YOUR GOAL:
Find the line that contains "the white face". Then set down that line and all the lines after it, to the end of the records, exactly and with nothing added.

--- start of RECORDS FOR THE EXERCISE ---

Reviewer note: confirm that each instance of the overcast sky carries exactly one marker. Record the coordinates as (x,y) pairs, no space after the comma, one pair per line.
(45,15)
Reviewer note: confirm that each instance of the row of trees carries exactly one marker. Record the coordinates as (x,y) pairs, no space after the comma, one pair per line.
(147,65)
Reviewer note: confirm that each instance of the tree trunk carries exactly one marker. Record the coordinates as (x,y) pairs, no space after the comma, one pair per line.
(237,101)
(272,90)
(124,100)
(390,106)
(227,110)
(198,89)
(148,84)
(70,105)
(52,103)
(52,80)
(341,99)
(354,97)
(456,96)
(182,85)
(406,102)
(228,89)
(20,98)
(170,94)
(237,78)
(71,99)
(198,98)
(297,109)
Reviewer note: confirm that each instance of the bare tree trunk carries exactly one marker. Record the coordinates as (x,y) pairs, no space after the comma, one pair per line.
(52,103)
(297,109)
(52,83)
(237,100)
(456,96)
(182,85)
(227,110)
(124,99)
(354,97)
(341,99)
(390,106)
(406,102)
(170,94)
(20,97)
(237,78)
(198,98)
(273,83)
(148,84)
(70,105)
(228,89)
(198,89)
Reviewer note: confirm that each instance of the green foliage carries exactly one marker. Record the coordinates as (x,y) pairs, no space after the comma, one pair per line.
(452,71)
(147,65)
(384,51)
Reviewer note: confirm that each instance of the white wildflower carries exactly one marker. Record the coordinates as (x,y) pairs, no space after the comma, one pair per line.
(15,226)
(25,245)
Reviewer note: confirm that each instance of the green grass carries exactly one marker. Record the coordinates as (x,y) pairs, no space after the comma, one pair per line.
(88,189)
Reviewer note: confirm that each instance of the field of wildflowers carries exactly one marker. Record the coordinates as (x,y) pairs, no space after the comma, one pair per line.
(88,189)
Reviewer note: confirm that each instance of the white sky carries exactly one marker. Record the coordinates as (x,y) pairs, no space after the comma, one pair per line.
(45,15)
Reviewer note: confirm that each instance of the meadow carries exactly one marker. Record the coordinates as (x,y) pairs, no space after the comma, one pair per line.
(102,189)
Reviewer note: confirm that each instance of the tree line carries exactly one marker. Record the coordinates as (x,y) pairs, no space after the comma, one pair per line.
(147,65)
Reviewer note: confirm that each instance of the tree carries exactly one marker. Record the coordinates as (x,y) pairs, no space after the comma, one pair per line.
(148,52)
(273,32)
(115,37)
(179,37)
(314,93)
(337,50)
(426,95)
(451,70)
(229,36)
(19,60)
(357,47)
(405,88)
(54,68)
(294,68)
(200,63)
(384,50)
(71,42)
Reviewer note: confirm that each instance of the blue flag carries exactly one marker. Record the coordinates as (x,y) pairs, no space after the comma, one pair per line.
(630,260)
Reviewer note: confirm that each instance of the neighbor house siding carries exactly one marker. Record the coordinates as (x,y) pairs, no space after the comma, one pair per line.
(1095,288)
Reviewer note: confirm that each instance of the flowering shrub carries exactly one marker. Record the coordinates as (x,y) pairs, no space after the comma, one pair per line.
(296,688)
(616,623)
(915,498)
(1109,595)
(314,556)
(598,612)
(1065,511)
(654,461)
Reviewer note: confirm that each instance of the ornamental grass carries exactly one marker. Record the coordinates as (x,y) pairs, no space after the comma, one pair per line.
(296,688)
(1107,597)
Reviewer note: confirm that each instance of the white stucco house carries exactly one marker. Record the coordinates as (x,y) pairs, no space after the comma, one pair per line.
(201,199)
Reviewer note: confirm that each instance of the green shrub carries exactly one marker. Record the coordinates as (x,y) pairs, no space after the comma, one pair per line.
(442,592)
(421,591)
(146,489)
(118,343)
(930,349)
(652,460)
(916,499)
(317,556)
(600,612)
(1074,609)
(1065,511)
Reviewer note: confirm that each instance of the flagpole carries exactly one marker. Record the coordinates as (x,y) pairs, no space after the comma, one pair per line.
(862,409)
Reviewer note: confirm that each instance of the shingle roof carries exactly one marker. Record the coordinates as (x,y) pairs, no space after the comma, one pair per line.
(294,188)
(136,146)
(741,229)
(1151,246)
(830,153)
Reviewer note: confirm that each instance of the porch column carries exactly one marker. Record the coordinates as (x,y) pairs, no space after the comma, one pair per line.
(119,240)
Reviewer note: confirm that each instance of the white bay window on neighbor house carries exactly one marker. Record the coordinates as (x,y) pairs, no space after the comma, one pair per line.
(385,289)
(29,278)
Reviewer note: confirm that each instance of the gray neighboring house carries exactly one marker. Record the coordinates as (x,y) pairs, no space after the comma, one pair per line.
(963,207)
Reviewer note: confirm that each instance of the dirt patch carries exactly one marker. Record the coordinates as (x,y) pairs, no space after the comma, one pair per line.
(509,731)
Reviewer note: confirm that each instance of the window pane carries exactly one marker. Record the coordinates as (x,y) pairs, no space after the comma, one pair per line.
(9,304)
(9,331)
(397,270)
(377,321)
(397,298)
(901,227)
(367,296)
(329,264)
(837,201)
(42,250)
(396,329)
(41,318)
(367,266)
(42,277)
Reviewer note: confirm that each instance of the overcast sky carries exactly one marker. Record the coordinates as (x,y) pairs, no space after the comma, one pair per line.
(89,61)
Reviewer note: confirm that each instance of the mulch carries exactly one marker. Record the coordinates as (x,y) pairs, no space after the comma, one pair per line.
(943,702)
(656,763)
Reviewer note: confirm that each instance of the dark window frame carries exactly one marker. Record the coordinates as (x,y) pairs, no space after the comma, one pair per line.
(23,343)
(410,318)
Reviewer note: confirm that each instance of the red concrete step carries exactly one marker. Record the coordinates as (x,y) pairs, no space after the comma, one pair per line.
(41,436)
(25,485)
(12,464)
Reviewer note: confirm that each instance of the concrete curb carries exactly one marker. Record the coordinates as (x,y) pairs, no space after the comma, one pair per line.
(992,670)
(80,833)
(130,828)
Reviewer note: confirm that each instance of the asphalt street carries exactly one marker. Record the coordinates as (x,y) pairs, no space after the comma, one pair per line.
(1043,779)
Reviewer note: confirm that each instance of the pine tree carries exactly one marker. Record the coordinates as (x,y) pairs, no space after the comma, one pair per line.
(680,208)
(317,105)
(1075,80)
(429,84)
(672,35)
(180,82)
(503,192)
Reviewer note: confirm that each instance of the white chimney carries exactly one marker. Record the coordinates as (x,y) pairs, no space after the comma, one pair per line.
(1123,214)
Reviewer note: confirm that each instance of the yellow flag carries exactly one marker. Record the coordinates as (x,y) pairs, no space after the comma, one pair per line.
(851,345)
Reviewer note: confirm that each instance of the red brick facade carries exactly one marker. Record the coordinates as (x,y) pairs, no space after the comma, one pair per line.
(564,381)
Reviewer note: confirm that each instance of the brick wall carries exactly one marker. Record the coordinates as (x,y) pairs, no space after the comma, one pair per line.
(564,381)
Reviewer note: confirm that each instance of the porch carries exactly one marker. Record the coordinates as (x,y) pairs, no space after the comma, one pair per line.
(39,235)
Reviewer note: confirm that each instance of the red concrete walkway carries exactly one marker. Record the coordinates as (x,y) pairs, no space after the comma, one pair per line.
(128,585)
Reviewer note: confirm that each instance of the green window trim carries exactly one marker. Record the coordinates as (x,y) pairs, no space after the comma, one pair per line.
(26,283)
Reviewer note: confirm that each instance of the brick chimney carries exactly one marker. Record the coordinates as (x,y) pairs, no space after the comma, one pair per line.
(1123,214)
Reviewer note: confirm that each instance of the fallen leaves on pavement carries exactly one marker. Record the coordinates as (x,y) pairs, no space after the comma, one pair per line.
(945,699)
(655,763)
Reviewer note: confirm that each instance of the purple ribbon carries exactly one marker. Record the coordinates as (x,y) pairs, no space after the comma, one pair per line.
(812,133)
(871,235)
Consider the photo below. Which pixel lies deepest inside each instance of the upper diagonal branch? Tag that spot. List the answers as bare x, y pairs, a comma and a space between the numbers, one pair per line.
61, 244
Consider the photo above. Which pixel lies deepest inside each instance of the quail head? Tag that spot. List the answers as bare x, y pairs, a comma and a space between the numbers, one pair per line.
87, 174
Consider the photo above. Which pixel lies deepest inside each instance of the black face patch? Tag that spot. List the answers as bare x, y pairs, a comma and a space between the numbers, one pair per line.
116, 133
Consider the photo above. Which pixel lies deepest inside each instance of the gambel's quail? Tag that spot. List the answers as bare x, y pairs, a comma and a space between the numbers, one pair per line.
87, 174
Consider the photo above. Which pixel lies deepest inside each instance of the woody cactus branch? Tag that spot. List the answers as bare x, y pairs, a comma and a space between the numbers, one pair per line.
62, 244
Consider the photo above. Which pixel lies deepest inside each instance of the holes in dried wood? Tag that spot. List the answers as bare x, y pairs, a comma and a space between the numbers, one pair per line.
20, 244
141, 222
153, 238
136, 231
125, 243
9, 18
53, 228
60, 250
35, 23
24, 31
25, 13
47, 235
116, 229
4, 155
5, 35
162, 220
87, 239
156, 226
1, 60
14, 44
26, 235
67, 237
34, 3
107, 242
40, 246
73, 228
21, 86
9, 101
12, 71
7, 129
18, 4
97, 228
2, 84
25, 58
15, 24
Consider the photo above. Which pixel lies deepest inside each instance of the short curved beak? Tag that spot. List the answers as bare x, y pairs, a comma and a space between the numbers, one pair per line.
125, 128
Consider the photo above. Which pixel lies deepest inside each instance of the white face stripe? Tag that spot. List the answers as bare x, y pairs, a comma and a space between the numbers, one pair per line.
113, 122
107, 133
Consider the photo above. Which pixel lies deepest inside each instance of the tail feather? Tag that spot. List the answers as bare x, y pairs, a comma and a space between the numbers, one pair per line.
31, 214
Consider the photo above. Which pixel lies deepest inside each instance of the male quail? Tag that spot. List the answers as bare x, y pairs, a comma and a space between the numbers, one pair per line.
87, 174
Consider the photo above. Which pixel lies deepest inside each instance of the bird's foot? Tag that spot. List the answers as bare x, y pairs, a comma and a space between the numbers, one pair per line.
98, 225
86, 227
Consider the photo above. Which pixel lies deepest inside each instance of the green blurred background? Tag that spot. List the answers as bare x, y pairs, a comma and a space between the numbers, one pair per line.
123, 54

--- end of RECORDS FOR THE EXERCISE ---

WRITTEN ANSWER:
Consider the photo above. Which pixel lies deepest inside each instance of the white face stripe? Tag that spot. List the answers as bare x, y pairs, a comma and a space between the numbers, one pair per line.
113, 122
107, 133
Consider the photo above. Which pixel lies deepest inside each instance of the tail feather? Tag that spot. List the answers as bare x, y pairs, a comma and a space between the numbers, one pair per line.
31, 214
Consider the photo above. Which pixel lies deepest inside each instance of the male quail? Tag that spot. List the answers as bare x, y pairs, a comma and a space between the numbers, one pair per line.
87, 174
Consider the photo above. Which pixel lies deepest inside each instance of the bird's foot? Tag that spot. List the answers as bare x, y pairs, a comma and a space between the numbers, one pair per line.
98, 225
86, 227
Consider the photo above. Which pixel lies deepest inside each instance of the green blurred background? Tag that spot. List the answers as bare x, y pairs, a comma and a space between the numbers, one pair per line.
123, 54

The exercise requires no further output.